STORED DATA:
·····

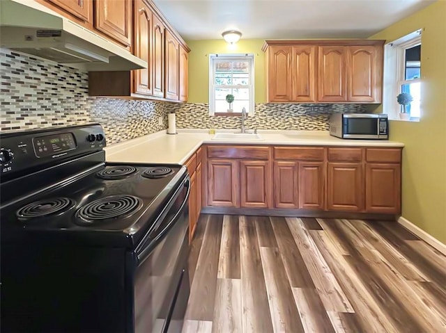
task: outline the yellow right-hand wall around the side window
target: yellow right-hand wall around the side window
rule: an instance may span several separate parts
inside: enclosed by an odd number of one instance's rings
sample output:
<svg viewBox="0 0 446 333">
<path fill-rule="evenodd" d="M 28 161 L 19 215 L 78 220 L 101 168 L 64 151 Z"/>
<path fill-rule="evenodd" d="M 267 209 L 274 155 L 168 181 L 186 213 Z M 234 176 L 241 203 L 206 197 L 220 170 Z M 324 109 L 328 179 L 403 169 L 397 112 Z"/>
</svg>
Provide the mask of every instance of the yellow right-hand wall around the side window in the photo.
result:
<svg viewBox="0 0 446 333">
<path fill-rule="evenodd" d="M 422 31 L 422 117 L 390 122 L 403 149 L 403 217 L 446 243 L 446 1 L 438 1 L 371 39 Z M 378 107 L 377 110 L 379 110 Z"/>
</svg>

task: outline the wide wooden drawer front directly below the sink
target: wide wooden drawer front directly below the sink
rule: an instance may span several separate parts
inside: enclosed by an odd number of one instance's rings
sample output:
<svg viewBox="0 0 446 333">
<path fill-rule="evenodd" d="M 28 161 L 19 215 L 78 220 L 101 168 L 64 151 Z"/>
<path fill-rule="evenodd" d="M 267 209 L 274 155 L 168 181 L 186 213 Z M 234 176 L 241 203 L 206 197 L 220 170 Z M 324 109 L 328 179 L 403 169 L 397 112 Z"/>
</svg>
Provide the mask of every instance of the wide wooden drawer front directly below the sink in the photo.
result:
<svg viewBox="0 0 446 333">
<path fill-rule="evenodd" d="M 257 146 L 208 146 L 208 159 L 268 160 L 269 147 Z"/>
</svg>

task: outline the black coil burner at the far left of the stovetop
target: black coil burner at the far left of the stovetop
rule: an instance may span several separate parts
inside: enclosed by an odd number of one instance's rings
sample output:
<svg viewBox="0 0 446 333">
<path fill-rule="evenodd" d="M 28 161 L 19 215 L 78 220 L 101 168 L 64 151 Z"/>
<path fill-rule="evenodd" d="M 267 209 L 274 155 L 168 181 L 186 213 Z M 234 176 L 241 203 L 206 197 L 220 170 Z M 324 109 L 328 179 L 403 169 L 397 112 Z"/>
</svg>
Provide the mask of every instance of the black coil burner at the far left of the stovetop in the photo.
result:
<svg viewBox="0 0 446 333">
<path fill-rule="evenodd" d="M 47 216 L 59 215 L 65 213 L 75 206 L 74 200 L 67 197 L 56 197 L 36 202 L 31 202 L 23 206 L 15 213 L 20 220 L 30 220 L 33 218 L 45 218 Z"/>
</svg>

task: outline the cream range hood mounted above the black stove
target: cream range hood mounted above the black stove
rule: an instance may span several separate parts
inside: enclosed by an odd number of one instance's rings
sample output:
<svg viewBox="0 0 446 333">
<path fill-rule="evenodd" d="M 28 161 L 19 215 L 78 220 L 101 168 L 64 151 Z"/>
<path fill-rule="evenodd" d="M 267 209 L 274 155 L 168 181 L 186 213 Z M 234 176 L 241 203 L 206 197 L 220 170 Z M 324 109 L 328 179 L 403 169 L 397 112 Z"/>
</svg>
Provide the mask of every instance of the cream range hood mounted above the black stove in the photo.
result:
<svg viewBox="0 0 446 333">
<path fill-rule="evenodd" d="M 0 0 L 0 46 L 88 72 L 147 68 L 130 51 L 33 0 Z"/>
</svg>

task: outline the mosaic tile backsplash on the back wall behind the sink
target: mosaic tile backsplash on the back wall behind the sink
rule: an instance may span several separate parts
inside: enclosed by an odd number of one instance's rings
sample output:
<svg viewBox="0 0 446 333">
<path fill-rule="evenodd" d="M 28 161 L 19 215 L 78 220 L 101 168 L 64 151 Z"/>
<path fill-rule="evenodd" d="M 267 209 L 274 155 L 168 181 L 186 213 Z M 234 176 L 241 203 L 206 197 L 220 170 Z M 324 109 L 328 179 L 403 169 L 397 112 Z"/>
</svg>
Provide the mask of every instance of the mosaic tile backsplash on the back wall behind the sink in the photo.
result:
<svg viewBox="0 0 446 333">
<path fill-rule="evenodd" d="M 238 116 L 213 117 L 208 104 L 186 103 L 172 106 L 180 129 L 240 129 Z M 254 116 L 245 120 L 247 129 L 294 129 L 328 131 L 328 118 L 334 112 L 365 113 L 362 104 L 279 104 L 258 103 Z"/>
</svg>

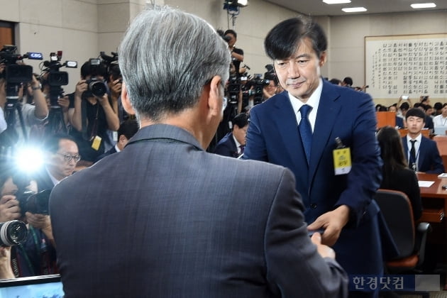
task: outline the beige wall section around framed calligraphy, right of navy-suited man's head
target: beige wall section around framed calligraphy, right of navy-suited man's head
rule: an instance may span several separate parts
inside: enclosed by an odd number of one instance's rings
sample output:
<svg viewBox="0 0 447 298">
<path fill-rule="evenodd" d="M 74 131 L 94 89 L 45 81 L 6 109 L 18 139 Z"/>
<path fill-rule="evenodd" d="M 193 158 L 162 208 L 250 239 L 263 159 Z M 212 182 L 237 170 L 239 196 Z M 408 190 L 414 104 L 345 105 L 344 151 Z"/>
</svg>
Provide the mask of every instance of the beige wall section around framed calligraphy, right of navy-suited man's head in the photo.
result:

·····

INSTRUCTIONS TO FOLLOW:
Only lines that hold the string "suited" belong in the answer, so copy every one of them from the records.

EXERCISE RESULT:
task: outline the beige wall section around framed calligraphy, right of navy-suited man's head
target: beige wall section around framed calligraphy, right of navy-suited man's head
Provide the mask of every instance of the beige wall section around framed calligraphy, right of navy-suited man's head in the photo.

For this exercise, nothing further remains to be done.